• **Dataset entries**
════════════════

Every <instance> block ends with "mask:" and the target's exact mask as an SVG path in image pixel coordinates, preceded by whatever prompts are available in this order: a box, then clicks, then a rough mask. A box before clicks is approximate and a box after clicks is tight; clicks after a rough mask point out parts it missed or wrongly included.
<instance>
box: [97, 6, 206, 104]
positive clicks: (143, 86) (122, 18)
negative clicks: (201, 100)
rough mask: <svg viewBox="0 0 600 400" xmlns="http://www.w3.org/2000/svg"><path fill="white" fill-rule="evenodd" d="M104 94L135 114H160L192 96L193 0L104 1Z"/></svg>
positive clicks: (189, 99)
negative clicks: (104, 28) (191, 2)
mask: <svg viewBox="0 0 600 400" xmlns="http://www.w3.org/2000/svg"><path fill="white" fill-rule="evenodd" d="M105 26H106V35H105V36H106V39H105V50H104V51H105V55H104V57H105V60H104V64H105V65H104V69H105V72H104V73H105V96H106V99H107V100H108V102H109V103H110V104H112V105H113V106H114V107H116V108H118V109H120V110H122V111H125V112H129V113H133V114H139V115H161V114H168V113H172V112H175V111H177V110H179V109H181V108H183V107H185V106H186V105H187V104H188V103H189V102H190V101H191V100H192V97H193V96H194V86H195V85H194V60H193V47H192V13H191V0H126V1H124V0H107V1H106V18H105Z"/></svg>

════════════════

• **Exercise prompt**
Could you write out these entries again, swapping "rough mask" for "coarse mask" everywhere and leaving all else unchanged?

• **Output**
Every <instance> block ends with "mask:" and the target's exact mask as an SVG path in image pixel coordinates, preceded by whatever prompts are available in this order: a box, then clicks, then a coarse mask. A box before clicks is approximate and a box after clicks is tight; clicks after a coarse mask point out parts it missed or wrongly included.
<instance>
box: [97, 6, 206, 104]
positive clicks: (143, 86) (122, 18)
negative clicks: (201, 100)
coarse mask: <svg viewBox="0 0 600 400" xmlns="http://www.w3.org/2000/svg"><path fill="white" fill-rule="evenodd" d="M104 94L135 114H160L192 96L193 0L104 1Z"/></svg>
positive clicks: (189, 99)
negative clicks: (104, 28) (191, 2)
mask: <svg viewBox="0 0 600 400" xmlns="http://www.w3.org/2000/svg"><path fill="white" fill-rule="evenodd" d="M105 26H106V35H105V36H106V39H105V50H104V51H105V55H104V57H105V60H104V64H105V65H104V69H105V72H104V73H105V96H106V99H107V100H108V102H109V103H110V104H112V105H113V106H114V107H116V108H118V109H120V110H122V111H125V112H129V113H133V114H139V115H161V114H168V113H172V112H175V111H177V110H179V109H181V108H183V107H185V106H186V105H187V104H188V103H189V102H190V101H191V100H192V97H193V96H194V86H195V85H194V60H193V47H192V13H191V0H126V1H124V0H107V1H106V18H105Z"/></svg>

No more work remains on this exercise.